▶ [What is expected]:
At the line that contains "column 139, row 230", begin setting down every line word for word, and stop after the last line of the listing.

--- Dataset content Enclosed Below ---

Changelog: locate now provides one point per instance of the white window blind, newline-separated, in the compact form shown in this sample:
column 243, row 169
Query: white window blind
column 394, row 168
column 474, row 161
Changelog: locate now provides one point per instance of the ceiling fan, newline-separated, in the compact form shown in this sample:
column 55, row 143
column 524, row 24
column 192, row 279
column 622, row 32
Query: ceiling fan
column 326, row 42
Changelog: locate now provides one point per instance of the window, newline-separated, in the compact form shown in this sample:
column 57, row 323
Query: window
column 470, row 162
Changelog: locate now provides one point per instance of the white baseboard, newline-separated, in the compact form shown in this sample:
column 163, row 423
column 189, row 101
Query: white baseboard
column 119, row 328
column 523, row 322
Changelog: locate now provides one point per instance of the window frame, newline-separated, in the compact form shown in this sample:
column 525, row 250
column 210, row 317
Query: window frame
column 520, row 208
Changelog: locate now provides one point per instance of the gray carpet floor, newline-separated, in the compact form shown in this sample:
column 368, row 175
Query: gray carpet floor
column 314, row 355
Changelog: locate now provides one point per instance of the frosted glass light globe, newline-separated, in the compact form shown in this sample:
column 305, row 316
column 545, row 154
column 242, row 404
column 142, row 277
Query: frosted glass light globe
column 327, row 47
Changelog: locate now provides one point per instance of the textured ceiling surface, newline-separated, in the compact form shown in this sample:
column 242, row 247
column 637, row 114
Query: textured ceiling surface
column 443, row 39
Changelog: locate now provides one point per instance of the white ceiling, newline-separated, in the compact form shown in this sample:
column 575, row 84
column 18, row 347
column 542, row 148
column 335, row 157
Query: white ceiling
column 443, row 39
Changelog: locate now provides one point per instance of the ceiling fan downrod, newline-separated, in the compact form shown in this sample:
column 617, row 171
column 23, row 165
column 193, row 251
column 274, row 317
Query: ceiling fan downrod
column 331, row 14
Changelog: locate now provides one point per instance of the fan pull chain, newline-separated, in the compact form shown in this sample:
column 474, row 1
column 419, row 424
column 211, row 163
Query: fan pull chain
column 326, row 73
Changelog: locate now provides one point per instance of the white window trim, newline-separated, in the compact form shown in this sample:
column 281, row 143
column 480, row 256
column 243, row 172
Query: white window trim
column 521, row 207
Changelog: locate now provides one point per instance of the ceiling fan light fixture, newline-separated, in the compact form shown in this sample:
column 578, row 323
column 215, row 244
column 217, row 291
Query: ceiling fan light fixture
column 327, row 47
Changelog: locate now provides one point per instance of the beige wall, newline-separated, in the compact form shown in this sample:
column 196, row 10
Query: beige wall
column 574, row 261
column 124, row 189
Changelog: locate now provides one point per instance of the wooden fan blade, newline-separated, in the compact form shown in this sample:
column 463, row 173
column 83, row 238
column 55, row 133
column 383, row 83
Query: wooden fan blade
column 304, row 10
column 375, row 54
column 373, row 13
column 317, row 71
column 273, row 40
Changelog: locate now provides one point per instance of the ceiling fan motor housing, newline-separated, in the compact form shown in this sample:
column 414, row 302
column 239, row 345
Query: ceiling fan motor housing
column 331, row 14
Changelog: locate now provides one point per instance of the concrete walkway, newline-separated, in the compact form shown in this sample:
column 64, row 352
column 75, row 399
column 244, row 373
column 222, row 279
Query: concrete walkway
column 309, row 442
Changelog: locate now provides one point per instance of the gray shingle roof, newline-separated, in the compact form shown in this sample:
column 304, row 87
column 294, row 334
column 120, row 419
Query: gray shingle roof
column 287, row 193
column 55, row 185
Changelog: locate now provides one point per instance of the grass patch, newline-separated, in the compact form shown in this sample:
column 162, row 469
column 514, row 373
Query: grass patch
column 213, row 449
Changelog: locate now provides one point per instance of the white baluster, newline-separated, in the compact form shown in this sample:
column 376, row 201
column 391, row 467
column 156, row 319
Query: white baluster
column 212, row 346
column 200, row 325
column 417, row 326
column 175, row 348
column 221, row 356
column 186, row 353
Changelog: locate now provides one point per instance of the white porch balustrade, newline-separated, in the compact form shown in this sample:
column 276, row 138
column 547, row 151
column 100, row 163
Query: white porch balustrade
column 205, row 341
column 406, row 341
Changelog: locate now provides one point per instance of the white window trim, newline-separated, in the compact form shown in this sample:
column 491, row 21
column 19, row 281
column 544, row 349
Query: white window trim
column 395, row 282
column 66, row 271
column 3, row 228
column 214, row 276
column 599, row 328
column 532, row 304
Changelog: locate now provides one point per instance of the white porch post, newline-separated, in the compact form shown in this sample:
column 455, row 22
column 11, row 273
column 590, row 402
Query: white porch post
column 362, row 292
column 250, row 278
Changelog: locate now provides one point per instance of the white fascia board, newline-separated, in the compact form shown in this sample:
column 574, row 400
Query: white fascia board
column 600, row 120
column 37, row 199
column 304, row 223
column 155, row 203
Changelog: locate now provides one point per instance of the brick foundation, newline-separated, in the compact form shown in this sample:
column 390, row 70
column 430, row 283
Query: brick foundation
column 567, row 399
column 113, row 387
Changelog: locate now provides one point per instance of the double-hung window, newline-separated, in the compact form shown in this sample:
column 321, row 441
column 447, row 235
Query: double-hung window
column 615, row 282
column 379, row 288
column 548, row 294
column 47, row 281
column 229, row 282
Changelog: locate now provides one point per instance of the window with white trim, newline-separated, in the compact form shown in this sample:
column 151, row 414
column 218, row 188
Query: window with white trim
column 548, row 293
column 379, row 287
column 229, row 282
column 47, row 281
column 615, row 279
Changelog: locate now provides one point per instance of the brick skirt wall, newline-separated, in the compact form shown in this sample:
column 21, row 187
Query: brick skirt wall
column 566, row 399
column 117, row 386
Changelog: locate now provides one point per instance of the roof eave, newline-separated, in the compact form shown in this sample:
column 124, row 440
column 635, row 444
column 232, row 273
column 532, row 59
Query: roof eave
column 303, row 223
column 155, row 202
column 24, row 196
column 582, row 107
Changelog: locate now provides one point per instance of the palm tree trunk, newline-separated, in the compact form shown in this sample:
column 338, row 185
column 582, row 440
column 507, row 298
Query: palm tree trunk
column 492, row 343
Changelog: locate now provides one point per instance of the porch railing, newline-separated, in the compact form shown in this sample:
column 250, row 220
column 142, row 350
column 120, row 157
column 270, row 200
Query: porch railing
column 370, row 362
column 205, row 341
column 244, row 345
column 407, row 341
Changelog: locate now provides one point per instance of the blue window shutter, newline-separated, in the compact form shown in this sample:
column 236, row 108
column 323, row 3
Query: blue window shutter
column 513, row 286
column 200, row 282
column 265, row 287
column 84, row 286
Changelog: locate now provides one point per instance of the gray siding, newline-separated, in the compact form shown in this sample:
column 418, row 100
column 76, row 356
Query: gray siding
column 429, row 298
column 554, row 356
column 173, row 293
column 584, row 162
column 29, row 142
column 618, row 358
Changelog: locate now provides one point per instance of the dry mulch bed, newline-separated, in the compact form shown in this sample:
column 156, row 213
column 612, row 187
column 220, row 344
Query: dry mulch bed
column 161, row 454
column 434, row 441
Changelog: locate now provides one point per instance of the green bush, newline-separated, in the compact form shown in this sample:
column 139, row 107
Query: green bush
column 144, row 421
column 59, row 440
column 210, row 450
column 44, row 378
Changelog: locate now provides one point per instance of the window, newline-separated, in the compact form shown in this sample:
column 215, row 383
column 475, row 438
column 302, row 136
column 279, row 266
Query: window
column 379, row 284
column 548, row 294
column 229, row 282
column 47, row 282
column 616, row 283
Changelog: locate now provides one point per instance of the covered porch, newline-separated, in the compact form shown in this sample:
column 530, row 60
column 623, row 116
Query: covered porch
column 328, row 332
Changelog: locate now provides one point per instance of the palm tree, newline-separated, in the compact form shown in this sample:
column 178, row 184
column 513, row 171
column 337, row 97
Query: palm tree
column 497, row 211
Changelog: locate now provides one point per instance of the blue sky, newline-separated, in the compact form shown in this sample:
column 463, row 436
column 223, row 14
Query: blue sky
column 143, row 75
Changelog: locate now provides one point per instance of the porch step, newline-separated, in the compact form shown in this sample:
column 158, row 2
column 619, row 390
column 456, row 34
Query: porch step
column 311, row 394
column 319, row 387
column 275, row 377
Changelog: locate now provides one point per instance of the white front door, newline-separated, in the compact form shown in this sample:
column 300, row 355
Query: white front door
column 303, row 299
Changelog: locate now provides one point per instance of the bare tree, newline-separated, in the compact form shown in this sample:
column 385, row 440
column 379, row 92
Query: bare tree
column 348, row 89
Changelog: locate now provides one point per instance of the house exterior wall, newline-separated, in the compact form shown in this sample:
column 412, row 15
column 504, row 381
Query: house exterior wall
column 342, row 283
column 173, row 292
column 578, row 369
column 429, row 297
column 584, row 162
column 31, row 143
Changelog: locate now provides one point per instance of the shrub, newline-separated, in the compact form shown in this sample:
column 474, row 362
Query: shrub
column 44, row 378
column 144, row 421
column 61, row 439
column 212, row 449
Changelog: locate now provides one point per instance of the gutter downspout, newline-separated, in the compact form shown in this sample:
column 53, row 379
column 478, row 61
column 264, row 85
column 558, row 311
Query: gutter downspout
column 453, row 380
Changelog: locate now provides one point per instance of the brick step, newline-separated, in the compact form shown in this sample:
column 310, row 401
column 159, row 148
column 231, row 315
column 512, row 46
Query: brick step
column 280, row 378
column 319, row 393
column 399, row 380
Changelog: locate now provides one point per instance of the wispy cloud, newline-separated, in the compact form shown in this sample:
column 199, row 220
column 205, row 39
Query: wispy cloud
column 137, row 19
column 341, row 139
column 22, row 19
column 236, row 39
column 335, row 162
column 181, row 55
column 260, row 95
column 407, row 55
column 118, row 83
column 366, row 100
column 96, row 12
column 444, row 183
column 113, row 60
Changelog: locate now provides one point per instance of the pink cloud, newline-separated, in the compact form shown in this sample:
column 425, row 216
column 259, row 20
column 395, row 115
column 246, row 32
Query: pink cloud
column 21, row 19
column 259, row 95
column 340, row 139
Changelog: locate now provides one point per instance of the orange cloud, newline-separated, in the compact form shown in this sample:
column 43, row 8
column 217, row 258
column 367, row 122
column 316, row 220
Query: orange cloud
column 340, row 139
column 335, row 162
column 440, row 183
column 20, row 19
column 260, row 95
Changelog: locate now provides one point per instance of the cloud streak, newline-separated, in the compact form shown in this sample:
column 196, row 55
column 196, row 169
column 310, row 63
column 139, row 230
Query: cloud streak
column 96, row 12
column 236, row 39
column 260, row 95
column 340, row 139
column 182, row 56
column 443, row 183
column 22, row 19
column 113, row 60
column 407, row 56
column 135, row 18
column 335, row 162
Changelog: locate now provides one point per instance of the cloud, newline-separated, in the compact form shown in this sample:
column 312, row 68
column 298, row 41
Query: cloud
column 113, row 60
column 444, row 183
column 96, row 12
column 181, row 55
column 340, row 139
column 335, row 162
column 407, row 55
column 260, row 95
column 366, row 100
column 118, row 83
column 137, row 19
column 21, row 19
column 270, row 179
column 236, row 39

--- End of Enclosed Dataset content ---

▶ [Exercise answer]:
column 139, row 230
Query: cloud streak
column 96, row 12
column 236, row 39
column 260, row 95
column 340, row 139
column 182, row 56
column 443, row 183
column 22, row 19
column 113, row 60
column 407, row 56
column 135, row 18
column 335, row 162
Changelog: locate now provides one point per instance of the cloud, newline-separated, in the compact form shown in this sample:
column 312, row 68
column 298, row 41
Query: cloud
column 113, row 60
column 444, row 183
column 96, row 12
column 181, row 55
column 340, row 139
column 335, row 162
column 407, row 55
column 260, row 95
column 366, row 100
column 118, row 83
column 137, row 19
column 21, row 19
column 270, row 179
column 236, row 39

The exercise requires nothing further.